Explore the material:
• 1. In the maternal health study excerpt, how many postpartum women are being recruited during Phase 1 quantitative data collection?
• 2. Pick up the maternal health study excerpt after its final sentence and keep writing it.

Excerpt to read:
=== Begin Enclosure ===

Fig 1 displays the Socioecological-Biological Model of exposure to structural root causes and the resultant maternal physical and mental health outcomes that guide the study. Structural root causes produce adversity by generating unequal exposure to chronic stress at multiple levels (i.e., neighborhood, family, and individual) across the life course, resulting in deleterious biophysical outcomes such as an increase in inflammation, chronic medical conditions, and harmful epigenetic changes.
Setting.
A transdisciplinary research team representing twelve academic disciplines will conduct the research at the University of Illinois Chicago (UIC)/University of Illinois Hospital and Health Sciences System (UI Health). During Phase 1 quantitative data collection, two hundred postpartum women are being recruited for the study. UI Health primarily serves Chicago’s South and West Sides, community areas that are characterized by socioeconomic barriers that correlate with disproportionately poor health relative to other areas in the city. Approximately 85% of pregnant and postpartum patients who receive care at UI Health identify as Black or Hispanic, and approximately 75% are publicly insured through Medicaid.
Research team training.
During the study planning phase, standard operating procedures were developed to standardize guidelines for clinical tasks (e.g., blood and urine collection); manage medical and non-medical emergencies (e.g., vasovagal reactions or participant distress); collect, process, and store biological samples (e.g., sample collection, processing, and storage). Additionally, a master study flow document detailing the order of operations was developed, and the questionnaire was created and piloted. The Principal Investigator conducted comprehensive training on protocol adherence and data collection, integrity, security, and quality. The research team members involved with data collection received intensive training on the collection of sensitive data such as trauma history, mental health, and neighborhood conditions. The research team conducted several mock visits and simulated interactions with participants under the guidance of perinatal social workers. These simulations serve as a critical feedback mechanism, allowing the research team to refine the study flow, practice administration of the survey instrument, optimize the overall approach to participant engagement, and recognize and respond to participant distress.
Participant recruitment, enrollment, data collection, and ethics approval
Recruitment.
The inclusion criteria include women who are postpartum (delivered a live infant within the past 12 months), English-speaking, 18 years or older, delivered at and receive medical care at UI Health, and have the capacity to provide informed consent. The UIC Center for Clinical and Translational Science Clinical Research Data Warehouse supplies the research team monthly with a list of potentially eligible participants. The list is compiled via the UI Health electronic health record (EHR) in accordance with the study inclusion criteria.
Study recruitment began in July 2025 and is proceeding on a rolling basis. Participant recruitment and quantitative data collection are expected to be completed by March 2027, with data analysis and qualitative data collection extending through 2028. The research team utilizes a standardized set of technologies to manage participant recruitment and scheduling. The research team documents recruitment activities in a Research Electronic Data Capture (REDCap) database, a secure web-based platform, and utilizes Zoom Phone for recruitment calls and text messages. To ensure data security, all text-based correspondence is strictly limited to non-sensitive, non-protected health information content. Scheduling is managed through a study-specific, de-identified institutional email account (i.e., UIC Outlook). The research team contacts eligible participants from the list by email, text, and phone call to explain the study, confirm eligibility, and schedule an in-person appointment. Once an eligible participant schedules an appointment, the research team uses the study email account to send a calendar invitation and appointment reminders. To maintain confidentiality, email communications do not contain protected health information.

=== End Enclosure ===

Provided data:

=== Begin Enclosure ===

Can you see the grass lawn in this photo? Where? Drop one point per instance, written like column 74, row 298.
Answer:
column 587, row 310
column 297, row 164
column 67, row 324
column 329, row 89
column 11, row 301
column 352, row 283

=== End Enclosure ===

Answers for the tasks:
• 1. Two hundred postpartum women.

• 2.
Enrollment.
Enrollment and the study visit occur at the UIC Maternal Health Postpartum Laboratory. All participants complete a written informed consent process prior to engaging in any study activities. In accordance with trauma-informed research practices, the research team is trained to create and maintain a safe and comfortable physical environment, facilitating participant comfort by providing comfortable seating options, water, snacks, and optional childcare. To ensure participant comfort, water and snacks are offered upon arrival. The research team then provides the potential participant with a copy of the study consent form, reviews each page to ensure understanding, and frequently pauses at intervals to answer questions. If the potential participant agrees to participate, she electronically signs a REDCap E-Consent form on a study tablet. Participants who decline to participate are thanked for their time, provided with parking validation if needed, and escorted to the lobby.
Data collection.
Following enrollment, a 133-question survey, developed specifically for this study, is administered to all participants (Table 1). Throughout the survey, the research team reminds participants that they may decline to answer any question. After completion of the survey, participants’ biological samples (i.e., blood and urine) are collected. Participants provide a urine sample, and a certified phlebotomist performs a venous blood draw under sterile conditions while participants remain seated or supine to prevent dizziness or fainting. After data collection, participants are provided with postpartum medical and mental health resources, offered free Narcan and fentanyl test strips, compensated for their time and participation in the study ($125), and receive parking validation if needed. The data collection appointment takes an average of 60–90 minutes to complete.
Outcomes
Psychosocial self-reported data.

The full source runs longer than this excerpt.